---- Document passage

I have a love/hate relationship with the works of Aaron Sorkin – to be more exact, his television shows. It began when I started watching “The West Wing”, a series about a president of the United States that could only exist in Sorkin’s fairy tale view of the world. President Bartlett, as played by Martin Sheen, was the kind of guy we’d like to see in the White House, but, in all reality, would have been chewed up and spit out by they power brokers within the Beltway about a week after taking office. Bartlett was the ideal – a leader who could be tough when he had to be and as tender as he needed to be. He wasn’t intimidated by power, no matter where it came from or how mighty it was, even railing angrily at God himself when Bartlett’s loyal and lovely secretary was killed in a car accident. He even delivered his message entirely in Latin, making sure that the man upstairs understood every word.
Now Sorkin is delivering his own message about one of my favorite targets – the people who bring us the news – as told through the show that premiered a year ago, “The Newsroom”. His new picture of perfection is Will McAvoy (Jeff Daniels) the anchorman on ACN – a smart, savvy, albeit world-weary and flawed, real, honest to goodness journalist. See what I mean. Sorkin is still writing fairy tales. Good thing I like to watch programs about fantasies and what could be in a world where everything is just the way it’s supposed to be. Will McAvoy, together with his executive producer and former girlfriend, MacKenzie McHale (Emily Mortimer), have declared a new way of doing business, by delivering the news as it should be delivered. And that means only the news, not that tabloid stuff that so many of our networks have sold their souls and integrity for. Will has some other people in his corner like Charlie Skinner (Sam Waterston) who’s the president of the news division at ACN.

--------
---- Data segment

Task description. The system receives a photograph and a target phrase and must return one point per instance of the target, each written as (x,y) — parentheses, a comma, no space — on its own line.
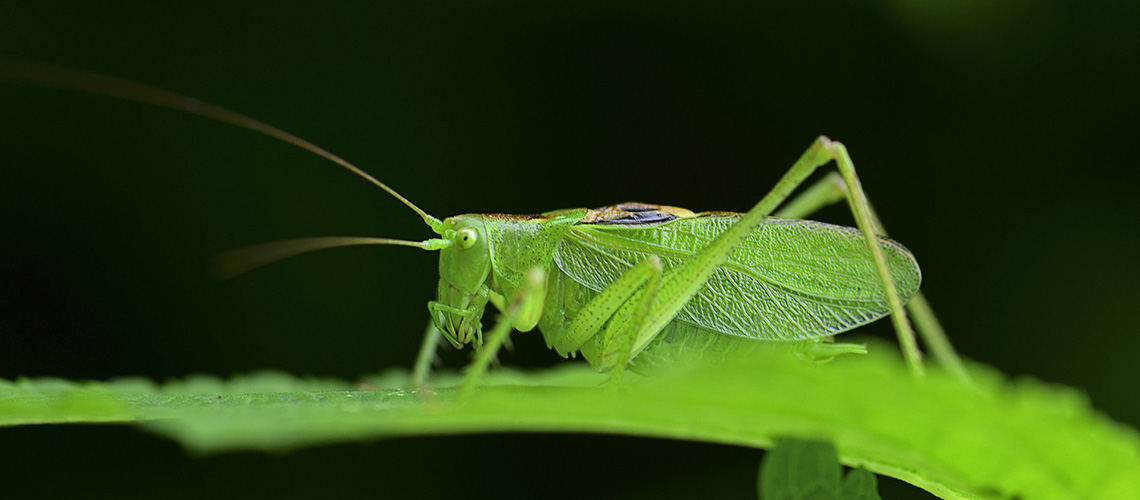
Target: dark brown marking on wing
(633,213)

--------

▶ _Requirements_
**1)** Answer these about the piece on Aaron Sorkin's television shows:
(a) Who plays President Bartlett?
(b) In what language did Bartlett deliver his message to God?
(c) Who is the president of the news division at ACN?
**2)** Extend the piece on Aaron Sorkin's television shows beyond its last sentence.

▶ _Responses for each task_
**1)**
(a) Martin Sheen
(b) Latin
(c) Charlie Skinner, played by Sam Waterston

**2)**
On the other hand, there are forces who would like nothing better than to see Will McAvoy fail, fall on his face, and leave in disgrace. His boss, the owner of AWM, parent company of ACN, is Leona Lansing, played by Jane Fonda, who serves up her character to us with every deliciously wicked ounce of acting chops she can muster. Ms. Lansing, together with her sons, are obsessively concerned with the bottom line, and Will’s style is not falling in line with what they have in mind for the network and their empire. Leona’s company also owns a tabloid and she’s not above using a few well-placed pieces of gossip, even if they fall a little outside of the truth, to try to put the anchor man in his place.
During this show’s first season, Sorkin dealt with issues we’ve seen on the news. He also presented these stories with a look at how they were handled by the main stream media as they unfounded. In one episode, the people at ACN fought like cats and dogs over how to report the shooting in Arizona in which Congresswoman Gabby Giffords was severely injured. While other networks blithely and incorrectly reported her to be dead, McAvoy held off, waiting for something real, not rumor and innuendo. Calls were made for Will to make the same announcement that the other anchors were making, screaming that as each second passed, viewers were changing their channels and turning off ACN. “Only a doctor can pronounce some dead” was the argument by Will and Charlie, and, as we all know now, they were right.
As he did in “The West Wing”, Sorkin has Will McAvoy engaging in what could be called “speechifying” – delivering long-winded but thought-provoking responses as to how he views the world. In the very first episode, Will told a group of college students how The United States of America was no longer the greatest country in the world, but that it could be. On another occasion he took on the Republican party. McAvoy, a moderate Republican himself, said that the fractured nature of today’s GOP was not what he had grown up believing in for the party of Abraham Lincoln. He went on to say that factions such as the Tea Party were akin to the American Taliban. You might take umbrage with his words, given your own political leanings and ideology, but there is some truth in there. All you have to do is watch as State by State, the strides made by women, the very existence of unions and the basic rights of the American people as a whole are being compromised, chipped away at, every day.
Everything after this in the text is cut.